- Document excerpt
[llvm-dev] Experiment on how to improve our temporary file handing.

Rui Ueyama via llvm-dev llvm-dev at lists.llvm.org
Mon Nov 13 01:06:00 PST 2017


On Fri, Nov 10, 2017 at 6:13 AM, Rafael Avila de Espindola <
rafael.espindola at gmail.com> wrote:

> Currently a power failure or other hard crash can cause lld leave a
> temporary
> file around. The same is true for other llvm tools.
>
> As an example, put a breakpoint in Writer.cpp:236 ("writeBuildId()") and
> restart the run a few times. You will get
>
> t.tmp43a735a  t.tmp4deeabb  t.tmp9bacdd3  t.tmpe4115c4  t.tmpeb01fff
>
> The same would happen if there was a fatal error between the
> FileOutputBuffer creation and commit. I don't think that is a code path
> where that is possible right now, but it would be an easy thing to miss
> in a code review.
>
> I was hopping the OS could help us manage the temporary file so that
> there was no way to accidentally leave it behind.
>
> On linux there is O_TMPFILE, which allows us to create a file with no
> name in the file system. A name can be given with linkat. Unfortunately
> we can't use
>
> linkat(fd, "", AT_FDCWD, "destination", AT_EMPTY_PATH)

- Problem set
• A. Answer these questions about the post on temporary file handling, one line each:
(i) At which file and line does the post suggest placing a breakpoint?
(ii) Which Linux feature lets a file be created with no name in the file system?
(iii) Which call does the post say can give such a file a name?
• B. Translate this sentence from the post on temporary file handling into Spanish: "The same would happen if there was a fatal error between the FileOutputBuffer creation and commit."
• C. Please write a continuation of the post on temporary file handling, picking up from its final line.

[Stored items]

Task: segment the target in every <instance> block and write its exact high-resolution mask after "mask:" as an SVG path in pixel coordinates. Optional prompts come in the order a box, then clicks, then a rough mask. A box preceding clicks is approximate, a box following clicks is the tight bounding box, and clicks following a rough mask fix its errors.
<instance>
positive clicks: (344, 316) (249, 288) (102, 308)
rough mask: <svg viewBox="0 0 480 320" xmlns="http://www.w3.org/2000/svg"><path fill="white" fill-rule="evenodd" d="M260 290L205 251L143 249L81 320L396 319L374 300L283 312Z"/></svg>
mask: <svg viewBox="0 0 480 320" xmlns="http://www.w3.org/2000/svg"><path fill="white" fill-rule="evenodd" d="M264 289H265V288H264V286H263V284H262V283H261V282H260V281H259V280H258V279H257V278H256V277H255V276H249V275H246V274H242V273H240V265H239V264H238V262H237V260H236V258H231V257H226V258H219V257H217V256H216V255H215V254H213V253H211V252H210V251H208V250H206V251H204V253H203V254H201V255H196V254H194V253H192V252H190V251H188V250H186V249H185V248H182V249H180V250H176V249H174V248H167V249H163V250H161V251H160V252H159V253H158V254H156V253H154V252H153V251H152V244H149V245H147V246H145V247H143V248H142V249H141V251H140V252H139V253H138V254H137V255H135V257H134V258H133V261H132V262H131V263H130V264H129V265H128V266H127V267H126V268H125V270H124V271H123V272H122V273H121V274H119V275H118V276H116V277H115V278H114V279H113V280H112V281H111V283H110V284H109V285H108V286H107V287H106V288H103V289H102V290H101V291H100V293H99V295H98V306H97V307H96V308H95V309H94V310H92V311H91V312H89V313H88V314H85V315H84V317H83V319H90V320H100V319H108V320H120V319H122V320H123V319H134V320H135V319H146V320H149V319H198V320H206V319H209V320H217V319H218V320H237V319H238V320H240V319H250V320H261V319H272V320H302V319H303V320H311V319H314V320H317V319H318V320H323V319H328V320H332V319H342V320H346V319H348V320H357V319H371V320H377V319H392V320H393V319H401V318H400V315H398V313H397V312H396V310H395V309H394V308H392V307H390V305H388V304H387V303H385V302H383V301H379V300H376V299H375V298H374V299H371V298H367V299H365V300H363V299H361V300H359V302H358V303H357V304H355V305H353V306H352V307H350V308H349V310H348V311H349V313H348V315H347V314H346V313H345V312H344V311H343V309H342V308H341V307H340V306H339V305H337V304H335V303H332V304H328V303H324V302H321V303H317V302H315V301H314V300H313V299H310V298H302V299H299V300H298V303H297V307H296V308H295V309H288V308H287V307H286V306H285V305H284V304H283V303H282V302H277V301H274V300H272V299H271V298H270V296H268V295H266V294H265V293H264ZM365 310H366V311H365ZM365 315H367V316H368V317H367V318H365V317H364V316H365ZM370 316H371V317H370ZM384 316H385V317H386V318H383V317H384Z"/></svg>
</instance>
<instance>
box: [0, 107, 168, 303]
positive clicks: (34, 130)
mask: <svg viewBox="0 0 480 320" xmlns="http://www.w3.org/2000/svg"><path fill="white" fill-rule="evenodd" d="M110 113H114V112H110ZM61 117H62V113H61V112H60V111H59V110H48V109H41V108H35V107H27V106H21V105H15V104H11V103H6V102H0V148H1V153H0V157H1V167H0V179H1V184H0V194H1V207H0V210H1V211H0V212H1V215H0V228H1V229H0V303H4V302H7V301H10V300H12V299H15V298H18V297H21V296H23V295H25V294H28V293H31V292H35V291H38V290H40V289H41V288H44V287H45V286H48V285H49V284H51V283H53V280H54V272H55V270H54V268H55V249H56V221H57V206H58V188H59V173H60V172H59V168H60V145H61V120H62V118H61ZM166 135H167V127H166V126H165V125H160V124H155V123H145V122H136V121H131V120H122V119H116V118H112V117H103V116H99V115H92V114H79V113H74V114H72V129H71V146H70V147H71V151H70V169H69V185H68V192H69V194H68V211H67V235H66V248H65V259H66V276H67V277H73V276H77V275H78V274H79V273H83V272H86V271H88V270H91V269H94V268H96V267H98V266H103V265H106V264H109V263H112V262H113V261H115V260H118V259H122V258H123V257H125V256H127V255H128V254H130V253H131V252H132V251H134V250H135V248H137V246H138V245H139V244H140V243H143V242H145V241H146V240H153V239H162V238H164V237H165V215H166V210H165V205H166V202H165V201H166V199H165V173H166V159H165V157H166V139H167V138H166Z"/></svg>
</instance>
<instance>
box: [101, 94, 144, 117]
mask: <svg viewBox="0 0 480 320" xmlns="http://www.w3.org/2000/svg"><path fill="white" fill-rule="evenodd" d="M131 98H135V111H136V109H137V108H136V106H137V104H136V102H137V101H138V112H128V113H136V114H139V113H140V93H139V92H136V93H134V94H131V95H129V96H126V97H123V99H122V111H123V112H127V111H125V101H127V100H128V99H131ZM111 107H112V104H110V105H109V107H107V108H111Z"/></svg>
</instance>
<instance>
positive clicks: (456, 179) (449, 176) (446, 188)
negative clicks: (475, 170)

- Expected outputs
• A.
(i) Writer.cpp:236
(ii) O_TMPFILE
(iii) linkat

• B. Lo mismo ocurriría si hubiera un error fatal entre la creación del FileOutputBuffer y el commit.

• C.
>
> Without special permissions and have instead to depend on proc:
>
> linkat(AT_FDCWD, "/proc/self/fd/<num>", AT_FDCWD, "destination",
>        AT_SYMLINK_FOLLOW)
>

I often execute lld in a chroot environment in which /proc is not mounted,
and I expect lld would work just fine in that environment. So the presence
of /proc should be considered optional even on Linux.

Another annoyance is that linkat will not replace the destination and
> renameat2 doesn't support AT_EMPTY_PATH. The result is that we have to
> use unlink+linkat and loop.
>

I think you can avoid unlink+linkat. You can instead give a temporary file
name to an unnamed file and then rename the temporary file the destination
file. There's a small chance between linkat and rename, but that race
condition is probably better than unlink+linkat.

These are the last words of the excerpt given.